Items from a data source
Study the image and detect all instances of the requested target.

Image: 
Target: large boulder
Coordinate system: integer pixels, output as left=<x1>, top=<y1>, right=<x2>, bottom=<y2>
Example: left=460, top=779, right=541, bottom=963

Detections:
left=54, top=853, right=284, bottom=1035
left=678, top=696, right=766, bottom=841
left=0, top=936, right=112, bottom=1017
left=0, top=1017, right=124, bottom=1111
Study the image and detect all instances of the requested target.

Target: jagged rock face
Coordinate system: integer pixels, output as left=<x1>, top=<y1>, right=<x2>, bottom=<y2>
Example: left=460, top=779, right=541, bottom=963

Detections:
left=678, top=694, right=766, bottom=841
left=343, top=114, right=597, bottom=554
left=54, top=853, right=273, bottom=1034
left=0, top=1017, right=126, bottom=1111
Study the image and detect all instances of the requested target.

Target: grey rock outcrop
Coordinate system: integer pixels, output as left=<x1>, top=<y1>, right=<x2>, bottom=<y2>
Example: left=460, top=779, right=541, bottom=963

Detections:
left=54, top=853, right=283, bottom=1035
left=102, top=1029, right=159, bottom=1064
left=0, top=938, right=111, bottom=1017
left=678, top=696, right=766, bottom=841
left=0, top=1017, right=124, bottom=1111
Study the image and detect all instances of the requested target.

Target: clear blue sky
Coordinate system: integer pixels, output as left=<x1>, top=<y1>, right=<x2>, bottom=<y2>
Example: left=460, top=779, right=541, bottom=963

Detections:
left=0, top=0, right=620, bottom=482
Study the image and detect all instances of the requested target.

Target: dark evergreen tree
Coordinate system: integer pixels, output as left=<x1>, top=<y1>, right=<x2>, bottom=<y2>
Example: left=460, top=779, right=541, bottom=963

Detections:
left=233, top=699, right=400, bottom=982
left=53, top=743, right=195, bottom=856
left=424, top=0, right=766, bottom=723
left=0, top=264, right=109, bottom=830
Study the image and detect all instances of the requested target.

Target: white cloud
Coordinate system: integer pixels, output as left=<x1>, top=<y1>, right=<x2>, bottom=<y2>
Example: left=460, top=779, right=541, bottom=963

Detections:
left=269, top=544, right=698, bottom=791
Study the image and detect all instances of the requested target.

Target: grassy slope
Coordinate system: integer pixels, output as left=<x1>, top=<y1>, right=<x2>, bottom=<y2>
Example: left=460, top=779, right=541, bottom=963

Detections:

### Aim of the task
Replace "Detections" with "Results" in the data from its first line up to and including the line with "left=0, top=0, right=620, bottom=482", and reproduce only those lines with all other text unchanged.

### Written solution
Study the image and detect all instances of the requested target.

Image: 
Target: large boulder
Coordinate system: integer pixels, output as left=<x1>, top=<y1>, right=<x2>, bottom=<y2>
Example: left=460, top=779, right=541, bottom=963

Results:
left=54, top=853, right=284, bottom=1035
left=678, top=696, right=766, bottom=841
left=0, top=936, right=112, bottom=1017
left=0, top=1017, right=124, bottom=1111
Study the image and detect all instances of the requested target.

Target: jagged rock face
Coordinate system: integer pixels, output as left=<x1>, top=<y1>, right=<x2>, bottom=<y2>
Example: left=460, top=779, right=541, bottom=963

Results:
left=678, top=694, right=766, bottom=841
left=343, top=114, right=597, bottom=554
left=54, top=853, right=273, bottom=1034
left=0, top=1017, right=126, bottom=1111
Study the image and detect all instances of the requested target.

Target: grey rock outcrop
Coordinate system: integer pixels, output as left=<x1>, top=<y1>, right=<x2>, bottom=<y2>
Example: left=460, top=779, right=541, bottom=963

Results:
left=54, top=853, right=283, bottom=1035
left=102, top=1029, right=159, bottom=1064
left=0, top=938, right=111, bottom=1017
left=678, top=696, right=766, bottom=841
left=0, top=1017, right=124, bottom=1111
Study the image and detect all instances of the requested target.

Target: clear blue sky
Coordinate system: integer pixels, output as left=<x1>, top=<y1>, right=<x2>, bottom=<y2>
Example: left=460, top=779, right=541, bottom=963

Results:
left=0, top=0, right=620, bottom=482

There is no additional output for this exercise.